DIRECTIONS
Rewrite the listing below as a Markdown table with the columns "Row" and "Listing line," placing each line of the listing in its own row with a sequential row number, omitting blank lines and leaving out the pictures.

Dataset rows showing where objects appear:
"""
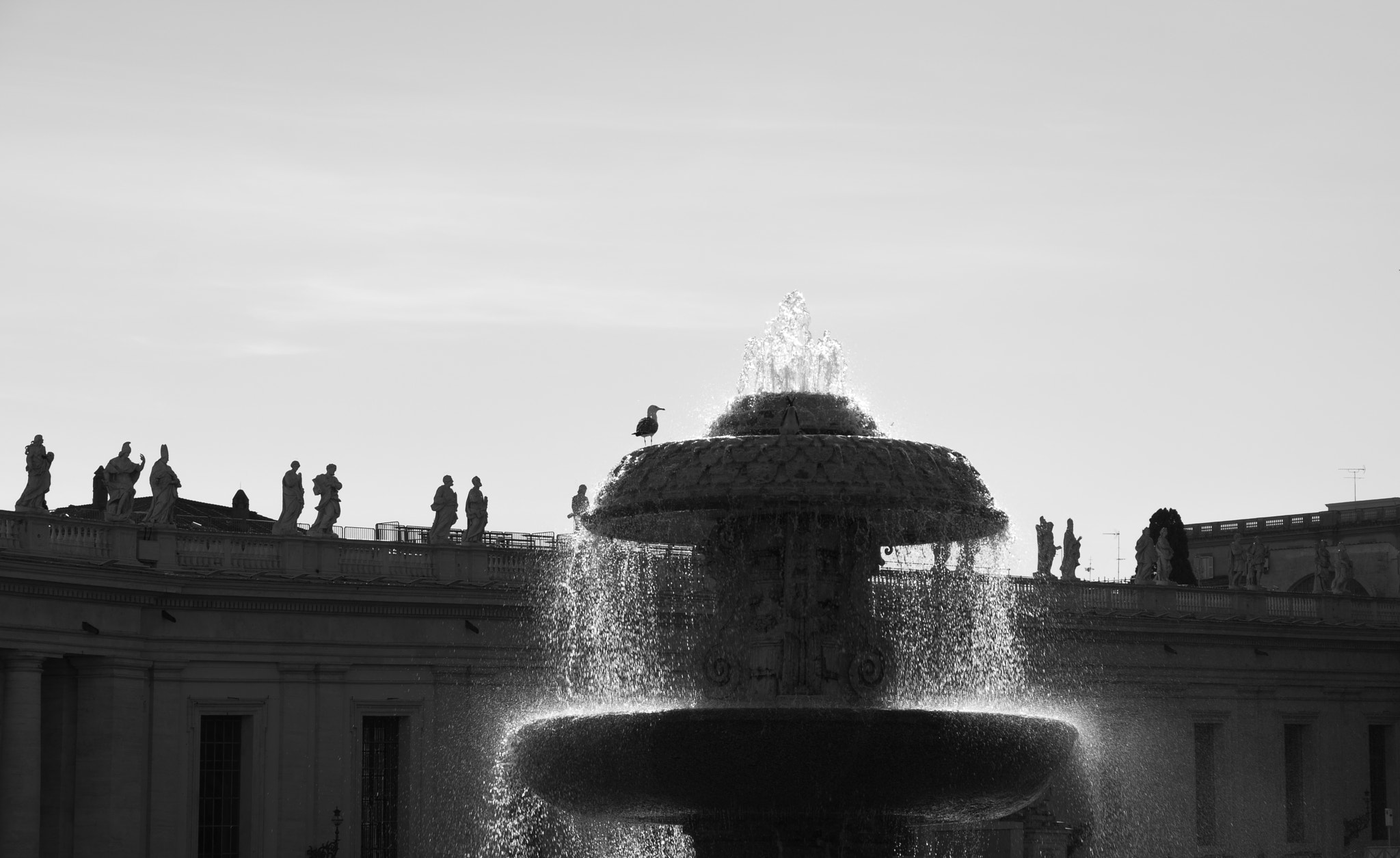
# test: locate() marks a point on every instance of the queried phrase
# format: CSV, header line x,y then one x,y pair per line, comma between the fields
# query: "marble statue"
x,y
475,513
1163,557
164,492
293,501
37,462
1322,580
1346,570
120,477
1045,548
328,511
1238,561
580,506
1146,550
444,510
792,425
1258,563
1071,552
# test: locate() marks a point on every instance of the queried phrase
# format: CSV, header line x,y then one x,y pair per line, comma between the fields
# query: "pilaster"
x,y
59,692
112,755
297,762
20,755
171,760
"""
SOLUTION TO THE EXERCISE
| Row | Listing line |
|---|---|
| 1 | # test: locate() marks a point on every instance of the queried phrase |
| 2 | # format: CSV, header line x,y then one x,y pair per line, comma between the fields |
| 3 | # query: "marble statue" |
| 4 | x,y |
| 5 | 475,513 |
| 6 | 1163,557 |
| 7 | 164,492 |
| 8 | 293,501 |
| 9 | 37,462 |
| 10 | 1322,580 |
| 11 | 1346,570 |
| 12 | 120,477 |
| 13 | 1045,548 |
| 14 | 328,511 |
| 15 | 1238,561 |
| 16 | 580,506 |
| 17 | 1146,550 |
| 18 | 444,510 |
| 19 | 792,425 |
| 20 | 1258,563 |
| 21 | 1071,552 |
| 22 | # test: locate() marks a point on every instance of the queried phrase |
| 23 | # format: CSV, header line x,y then one x,y pair per line, comma between the fields |
| 24 | # query: "pilaster" |
| 25 | x,y |
| 26 | 59,692 |
| 27 | 112,755 |
| 28 | 297,762 |
| 29 | 20,755 |
| 30 | 171,760 |